**Directive**.
Locate each line of the listing below that contains the string "boulder" and copy those lines out. Case matters.

• • • • • • •

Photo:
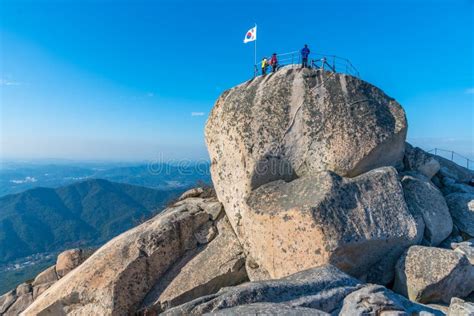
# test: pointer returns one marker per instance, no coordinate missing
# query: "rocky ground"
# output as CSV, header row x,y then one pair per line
x,y
320,208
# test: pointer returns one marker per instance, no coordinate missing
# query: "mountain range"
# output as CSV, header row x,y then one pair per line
x,y
16,177
84,213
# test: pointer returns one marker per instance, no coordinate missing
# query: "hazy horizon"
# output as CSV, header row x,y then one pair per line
x,y
127,81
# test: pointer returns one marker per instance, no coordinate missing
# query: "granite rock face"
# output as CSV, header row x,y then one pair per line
x,y
295,123
378,300
433,275
461,206
351,223
202,272
427,204
418,160
17,300
320,288
119,275
459,307
316,291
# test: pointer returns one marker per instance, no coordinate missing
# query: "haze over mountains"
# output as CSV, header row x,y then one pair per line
x,y
16,177
84,213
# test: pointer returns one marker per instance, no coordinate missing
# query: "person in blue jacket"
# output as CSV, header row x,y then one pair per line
x,y
304,56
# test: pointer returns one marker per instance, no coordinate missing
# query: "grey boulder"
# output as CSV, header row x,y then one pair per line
x,y
433,275
322,289
378,300
427,204
416,159
461,206
360,225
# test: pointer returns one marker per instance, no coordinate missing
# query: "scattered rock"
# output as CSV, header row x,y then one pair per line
x,y
6,300
21,303
377,300
194,192
461,206
466,248
321,288
350,223
459,307
452,170
47,276
206,233
15,302
70,259
259,309
433,275
23,288
123,271
426,201
416,159
221,263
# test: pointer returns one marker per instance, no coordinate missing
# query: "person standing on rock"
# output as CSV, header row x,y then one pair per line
x,y
264,66
304,56
274,62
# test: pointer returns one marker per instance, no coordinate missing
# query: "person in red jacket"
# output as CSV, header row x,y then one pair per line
x,y
274,62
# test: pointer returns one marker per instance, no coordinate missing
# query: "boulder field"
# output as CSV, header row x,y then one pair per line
x,y
320,208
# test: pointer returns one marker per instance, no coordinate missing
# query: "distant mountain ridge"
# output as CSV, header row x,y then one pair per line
x,y
84,213
19,177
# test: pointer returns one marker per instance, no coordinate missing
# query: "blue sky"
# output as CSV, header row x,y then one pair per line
x,y
135,80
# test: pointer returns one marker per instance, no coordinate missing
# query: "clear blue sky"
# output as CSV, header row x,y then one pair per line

• • • • • • •

**Answer to this problem**.
# query: "grey boulder"
# query: "boulder field"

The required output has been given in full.